Output verbatim the lines of the data below, starting at the line that contains "of the black" and ending at the line that contains "183L363 221L366 224L426", with both of those lines included.
Begin Information provided
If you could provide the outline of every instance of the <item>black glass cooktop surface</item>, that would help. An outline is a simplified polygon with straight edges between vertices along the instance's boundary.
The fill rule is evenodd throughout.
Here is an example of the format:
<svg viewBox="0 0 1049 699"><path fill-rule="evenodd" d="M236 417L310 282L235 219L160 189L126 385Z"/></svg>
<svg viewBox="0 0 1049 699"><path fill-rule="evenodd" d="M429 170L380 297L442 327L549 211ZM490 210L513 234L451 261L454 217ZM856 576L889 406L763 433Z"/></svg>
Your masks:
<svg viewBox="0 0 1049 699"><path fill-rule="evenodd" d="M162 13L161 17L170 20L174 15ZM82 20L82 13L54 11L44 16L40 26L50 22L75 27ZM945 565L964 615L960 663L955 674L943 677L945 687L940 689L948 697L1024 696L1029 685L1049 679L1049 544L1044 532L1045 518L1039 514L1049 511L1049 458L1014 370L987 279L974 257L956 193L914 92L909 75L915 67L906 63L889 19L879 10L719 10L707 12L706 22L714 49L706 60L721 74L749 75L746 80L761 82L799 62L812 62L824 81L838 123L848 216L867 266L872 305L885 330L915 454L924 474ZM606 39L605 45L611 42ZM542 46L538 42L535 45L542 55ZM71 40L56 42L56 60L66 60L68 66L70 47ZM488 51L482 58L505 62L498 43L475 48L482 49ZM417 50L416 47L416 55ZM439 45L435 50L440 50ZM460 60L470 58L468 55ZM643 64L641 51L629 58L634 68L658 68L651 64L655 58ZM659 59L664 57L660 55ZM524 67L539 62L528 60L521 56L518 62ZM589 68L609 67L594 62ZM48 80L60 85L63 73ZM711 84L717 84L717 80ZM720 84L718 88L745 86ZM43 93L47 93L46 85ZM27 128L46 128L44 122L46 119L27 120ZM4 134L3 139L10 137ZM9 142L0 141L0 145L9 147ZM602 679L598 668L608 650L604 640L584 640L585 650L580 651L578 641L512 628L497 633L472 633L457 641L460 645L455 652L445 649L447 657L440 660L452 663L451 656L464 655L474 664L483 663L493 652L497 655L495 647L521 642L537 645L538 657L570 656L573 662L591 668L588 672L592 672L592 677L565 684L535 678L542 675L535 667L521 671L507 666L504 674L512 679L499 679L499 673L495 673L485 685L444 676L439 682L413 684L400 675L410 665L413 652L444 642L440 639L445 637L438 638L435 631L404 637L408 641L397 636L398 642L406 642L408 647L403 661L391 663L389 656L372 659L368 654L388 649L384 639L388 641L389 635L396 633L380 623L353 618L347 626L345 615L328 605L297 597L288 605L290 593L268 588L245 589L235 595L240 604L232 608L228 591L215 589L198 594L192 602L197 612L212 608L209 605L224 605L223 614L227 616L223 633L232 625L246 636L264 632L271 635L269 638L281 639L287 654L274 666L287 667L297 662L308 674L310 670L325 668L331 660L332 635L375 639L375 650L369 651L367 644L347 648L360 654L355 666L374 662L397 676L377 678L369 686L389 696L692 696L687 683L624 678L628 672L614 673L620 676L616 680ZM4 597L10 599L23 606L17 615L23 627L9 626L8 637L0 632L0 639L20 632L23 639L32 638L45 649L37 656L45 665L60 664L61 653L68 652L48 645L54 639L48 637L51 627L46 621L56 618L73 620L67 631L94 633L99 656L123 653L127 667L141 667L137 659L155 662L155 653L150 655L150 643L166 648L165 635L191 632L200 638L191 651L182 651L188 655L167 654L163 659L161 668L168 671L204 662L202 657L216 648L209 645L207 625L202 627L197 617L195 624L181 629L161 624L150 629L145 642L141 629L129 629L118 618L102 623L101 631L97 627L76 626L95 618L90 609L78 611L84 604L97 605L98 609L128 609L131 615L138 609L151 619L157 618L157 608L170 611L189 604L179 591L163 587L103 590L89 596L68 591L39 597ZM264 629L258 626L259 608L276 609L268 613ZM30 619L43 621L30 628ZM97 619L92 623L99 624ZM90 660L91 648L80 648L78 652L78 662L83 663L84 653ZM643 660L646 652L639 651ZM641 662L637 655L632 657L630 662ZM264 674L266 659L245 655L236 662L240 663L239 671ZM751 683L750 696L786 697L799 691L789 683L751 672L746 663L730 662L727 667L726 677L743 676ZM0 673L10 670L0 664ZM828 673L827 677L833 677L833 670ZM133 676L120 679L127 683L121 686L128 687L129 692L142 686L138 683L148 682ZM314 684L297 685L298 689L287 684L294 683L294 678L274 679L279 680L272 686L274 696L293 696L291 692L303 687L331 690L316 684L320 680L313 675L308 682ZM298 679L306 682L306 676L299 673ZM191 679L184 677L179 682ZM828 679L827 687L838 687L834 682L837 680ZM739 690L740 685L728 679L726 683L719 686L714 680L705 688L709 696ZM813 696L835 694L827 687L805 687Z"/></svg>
End Information provided
Begin Information provided
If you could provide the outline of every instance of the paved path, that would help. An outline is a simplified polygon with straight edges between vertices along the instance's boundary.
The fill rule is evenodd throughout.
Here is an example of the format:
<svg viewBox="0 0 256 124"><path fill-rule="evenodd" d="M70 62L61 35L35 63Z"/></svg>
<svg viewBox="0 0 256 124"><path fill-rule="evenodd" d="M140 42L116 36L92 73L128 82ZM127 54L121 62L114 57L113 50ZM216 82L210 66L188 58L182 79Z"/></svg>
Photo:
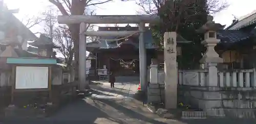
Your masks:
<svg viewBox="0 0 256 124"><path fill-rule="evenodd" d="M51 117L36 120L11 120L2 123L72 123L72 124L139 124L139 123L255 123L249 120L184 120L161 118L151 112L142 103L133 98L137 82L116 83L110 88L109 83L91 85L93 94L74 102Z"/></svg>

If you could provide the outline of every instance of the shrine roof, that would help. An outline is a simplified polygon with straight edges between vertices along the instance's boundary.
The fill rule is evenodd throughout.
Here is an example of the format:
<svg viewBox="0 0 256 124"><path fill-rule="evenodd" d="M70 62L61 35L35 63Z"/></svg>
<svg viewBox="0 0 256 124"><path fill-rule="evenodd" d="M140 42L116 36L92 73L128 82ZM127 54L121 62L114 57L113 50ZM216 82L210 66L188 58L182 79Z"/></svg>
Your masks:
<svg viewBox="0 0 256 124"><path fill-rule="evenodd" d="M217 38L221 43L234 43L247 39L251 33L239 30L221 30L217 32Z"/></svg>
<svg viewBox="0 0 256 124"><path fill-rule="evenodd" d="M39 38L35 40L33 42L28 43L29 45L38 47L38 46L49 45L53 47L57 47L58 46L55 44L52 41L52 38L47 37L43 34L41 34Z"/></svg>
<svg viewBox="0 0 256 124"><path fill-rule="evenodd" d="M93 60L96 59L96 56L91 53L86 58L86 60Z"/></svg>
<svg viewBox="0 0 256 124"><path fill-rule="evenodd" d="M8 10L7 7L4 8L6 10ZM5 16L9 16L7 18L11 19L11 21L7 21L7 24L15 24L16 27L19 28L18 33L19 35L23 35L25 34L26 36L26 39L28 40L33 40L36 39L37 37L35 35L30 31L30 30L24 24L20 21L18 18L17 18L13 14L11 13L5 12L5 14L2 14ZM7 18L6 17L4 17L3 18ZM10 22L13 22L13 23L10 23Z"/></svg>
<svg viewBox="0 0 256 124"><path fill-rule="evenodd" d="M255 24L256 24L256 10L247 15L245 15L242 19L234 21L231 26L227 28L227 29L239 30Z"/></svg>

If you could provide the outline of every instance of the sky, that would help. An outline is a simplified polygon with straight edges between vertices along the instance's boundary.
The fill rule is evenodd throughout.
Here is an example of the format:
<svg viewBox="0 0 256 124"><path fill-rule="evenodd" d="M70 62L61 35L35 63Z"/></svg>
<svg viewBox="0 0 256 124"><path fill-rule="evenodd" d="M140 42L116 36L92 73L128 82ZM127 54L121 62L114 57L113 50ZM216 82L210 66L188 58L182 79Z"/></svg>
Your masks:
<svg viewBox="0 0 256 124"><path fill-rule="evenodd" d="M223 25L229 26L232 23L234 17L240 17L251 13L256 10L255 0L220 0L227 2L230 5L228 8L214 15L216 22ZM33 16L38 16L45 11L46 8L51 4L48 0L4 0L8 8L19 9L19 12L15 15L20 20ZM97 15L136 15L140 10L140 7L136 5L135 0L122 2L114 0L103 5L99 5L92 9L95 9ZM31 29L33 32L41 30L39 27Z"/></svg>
End Information provided
Begin Information provided
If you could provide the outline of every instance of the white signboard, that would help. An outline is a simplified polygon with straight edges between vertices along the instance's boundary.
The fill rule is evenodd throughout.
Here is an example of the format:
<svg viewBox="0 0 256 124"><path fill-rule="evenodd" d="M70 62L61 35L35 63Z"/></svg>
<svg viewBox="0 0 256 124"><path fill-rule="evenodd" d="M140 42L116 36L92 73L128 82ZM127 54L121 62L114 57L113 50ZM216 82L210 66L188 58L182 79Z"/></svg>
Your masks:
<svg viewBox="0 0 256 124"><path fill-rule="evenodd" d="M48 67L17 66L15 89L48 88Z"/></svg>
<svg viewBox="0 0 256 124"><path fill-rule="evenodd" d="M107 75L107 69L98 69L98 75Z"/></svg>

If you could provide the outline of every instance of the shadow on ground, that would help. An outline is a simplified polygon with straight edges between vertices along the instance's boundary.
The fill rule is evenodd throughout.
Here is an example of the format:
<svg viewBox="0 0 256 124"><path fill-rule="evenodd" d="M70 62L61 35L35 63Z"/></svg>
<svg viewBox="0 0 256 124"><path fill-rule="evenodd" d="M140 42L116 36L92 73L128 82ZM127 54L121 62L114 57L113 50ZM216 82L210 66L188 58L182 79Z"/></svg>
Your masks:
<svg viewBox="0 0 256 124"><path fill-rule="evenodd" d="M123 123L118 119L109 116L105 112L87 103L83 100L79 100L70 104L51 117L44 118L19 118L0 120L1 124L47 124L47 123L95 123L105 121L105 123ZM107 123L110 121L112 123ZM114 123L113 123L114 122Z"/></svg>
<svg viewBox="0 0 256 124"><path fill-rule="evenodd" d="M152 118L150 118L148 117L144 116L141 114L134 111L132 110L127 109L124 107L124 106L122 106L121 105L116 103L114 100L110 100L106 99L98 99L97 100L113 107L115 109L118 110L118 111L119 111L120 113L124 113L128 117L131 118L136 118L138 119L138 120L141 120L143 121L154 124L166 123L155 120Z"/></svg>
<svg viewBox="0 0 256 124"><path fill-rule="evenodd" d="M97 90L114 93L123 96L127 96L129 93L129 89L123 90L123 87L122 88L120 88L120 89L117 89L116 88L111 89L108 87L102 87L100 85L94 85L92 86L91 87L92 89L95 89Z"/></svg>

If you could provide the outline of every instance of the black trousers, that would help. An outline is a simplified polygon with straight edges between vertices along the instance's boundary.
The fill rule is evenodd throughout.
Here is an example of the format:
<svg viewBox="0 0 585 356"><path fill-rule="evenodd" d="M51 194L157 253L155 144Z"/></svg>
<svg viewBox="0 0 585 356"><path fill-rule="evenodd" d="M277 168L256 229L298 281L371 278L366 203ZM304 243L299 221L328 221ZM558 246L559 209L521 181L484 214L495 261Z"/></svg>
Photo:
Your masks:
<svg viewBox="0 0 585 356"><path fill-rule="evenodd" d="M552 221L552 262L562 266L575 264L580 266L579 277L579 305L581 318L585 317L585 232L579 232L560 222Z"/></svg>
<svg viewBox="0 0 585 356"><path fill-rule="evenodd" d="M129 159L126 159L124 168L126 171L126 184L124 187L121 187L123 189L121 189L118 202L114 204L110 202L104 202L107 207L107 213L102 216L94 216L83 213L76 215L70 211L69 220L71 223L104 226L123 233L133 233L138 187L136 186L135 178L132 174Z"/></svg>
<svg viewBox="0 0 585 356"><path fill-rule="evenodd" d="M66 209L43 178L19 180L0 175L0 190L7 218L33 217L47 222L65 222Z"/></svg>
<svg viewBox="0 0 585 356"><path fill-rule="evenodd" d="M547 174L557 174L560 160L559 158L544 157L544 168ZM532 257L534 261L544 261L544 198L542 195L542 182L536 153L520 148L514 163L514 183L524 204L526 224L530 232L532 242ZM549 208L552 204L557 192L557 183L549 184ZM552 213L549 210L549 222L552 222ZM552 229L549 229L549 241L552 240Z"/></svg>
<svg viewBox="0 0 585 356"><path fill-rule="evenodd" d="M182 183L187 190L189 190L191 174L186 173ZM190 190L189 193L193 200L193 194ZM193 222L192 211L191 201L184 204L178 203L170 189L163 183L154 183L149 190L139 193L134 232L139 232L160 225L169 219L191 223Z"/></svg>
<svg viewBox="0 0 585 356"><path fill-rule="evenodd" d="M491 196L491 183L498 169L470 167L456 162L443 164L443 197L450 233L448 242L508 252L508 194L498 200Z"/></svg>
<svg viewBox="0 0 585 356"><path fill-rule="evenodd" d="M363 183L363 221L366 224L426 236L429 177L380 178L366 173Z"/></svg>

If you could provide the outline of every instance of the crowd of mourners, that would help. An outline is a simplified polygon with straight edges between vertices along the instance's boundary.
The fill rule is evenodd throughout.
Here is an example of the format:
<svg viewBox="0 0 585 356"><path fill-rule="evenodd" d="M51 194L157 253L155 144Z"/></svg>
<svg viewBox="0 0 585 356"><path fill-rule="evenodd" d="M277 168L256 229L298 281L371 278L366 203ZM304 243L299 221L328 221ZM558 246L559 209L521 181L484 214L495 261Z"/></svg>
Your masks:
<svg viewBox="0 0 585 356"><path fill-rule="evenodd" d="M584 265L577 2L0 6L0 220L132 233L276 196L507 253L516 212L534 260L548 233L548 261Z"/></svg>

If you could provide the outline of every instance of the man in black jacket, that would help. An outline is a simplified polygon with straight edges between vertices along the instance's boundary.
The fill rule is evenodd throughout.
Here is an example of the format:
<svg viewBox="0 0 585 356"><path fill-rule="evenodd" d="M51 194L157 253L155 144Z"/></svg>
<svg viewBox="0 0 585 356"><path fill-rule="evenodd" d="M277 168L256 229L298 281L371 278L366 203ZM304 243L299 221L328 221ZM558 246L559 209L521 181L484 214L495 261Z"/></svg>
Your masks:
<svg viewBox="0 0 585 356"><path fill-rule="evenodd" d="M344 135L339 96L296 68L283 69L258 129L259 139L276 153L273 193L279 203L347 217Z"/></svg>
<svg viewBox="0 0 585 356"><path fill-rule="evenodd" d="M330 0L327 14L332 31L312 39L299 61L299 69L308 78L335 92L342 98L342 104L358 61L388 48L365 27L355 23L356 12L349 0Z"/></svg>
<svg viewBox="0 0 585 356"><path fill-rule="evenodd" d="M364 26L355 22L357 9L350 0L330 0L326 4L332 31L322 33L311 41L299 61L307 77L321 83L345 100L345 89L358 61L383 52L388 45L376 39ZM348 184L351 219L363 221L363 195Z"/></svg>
End Information provided
• Expected output:
If you could provide the outline of every instance of the black trousers, that would help. An outline is a simplified polygon with straight edges between vertices along the instance's boundary.
The fill rule is evenodd throughout.
Here is an example of the format:
<svg viewBox="0 0 585 356"><path fill-rule="evenodd" d="M51 194L157 253L155 144Z"/></svg>
<svg viewBox="0 0 585 356"><path fill-rule="evenodd" d="M277 168L256 229L298 281L371 278L366 203ZM304 243L299 221L328 221ZM558 246L559 209L521 181L484 214L495 261Z"/></svg>
Photo:
Your masks:
<svg viewBox="0 0 585 356"><path fill-rule="evenodd" d="M552 221L552 262L562 266L575 264L580 266L579 277L579 305L581 318L585 317L585 232L579 232L560 222Z"/></svg>
<svg viewBox="0 0 585 356"><path fill-rule="evenodd" d="M129 159L126 159L124 168L126 171L126 184L124 187L121 187L123 189L121 189L118 202L114 204L110 202L104 202L107 207L107 213L102 216L94 216L83 213L76 215L70 211L69 220L71 223L104 226L123 233L133 233L138 187L136 186L135 178L132 174Z"/></svg>
<svg viewBox="0 0 585 356"><path fill-rule="evenodd" d="M66 209L43 178L19 180L0 175L0 190L7 218L33 217L47 222L65 222Z"/></svg>
<svg viewBox="0 0 585 356"><path fill-rule="evenodd" d="M547 174L557 174L560 160L559 158L544 157L544 168ZM532 257L534 261L544 261L544 198L542 195L542 182L536 153L520 148L514 163L514 183L524 204L526 224L530 232L532 242ZM549 208L552 204L557 192L557 183L549 184ZM552 213L549 210L549 222L552 222ZM552 229L549 229L549 241L552 240Z"/></svg>
<svg viewBox="0 0 585 356"><path fill-rule="evenodd" d="M182 183L187 190L189 190L191 174L186 173ZM190 190L189 193L193 200L193 194ZM193 222L192 211L191 201L184 204L178 203L170 189L163 183L154 183L149 190L139 193L134 232L139 232L160 225L169 219L191 223Z"/></svg>
<svg viewBox="0 0 585 356"><path fill-rule="evenodd" d="M491 196L491 183L498 169L470 167L456 162L443 164L443 197L450 233L448 242L508 252L508 194L498 200Z"/></svg>
<svg viewBox="0 0 585 356"><path fill-rule="evenodd" d="M363 183L363 221L366 224L426 236L429 177L380 178L366 173Z"/></svg>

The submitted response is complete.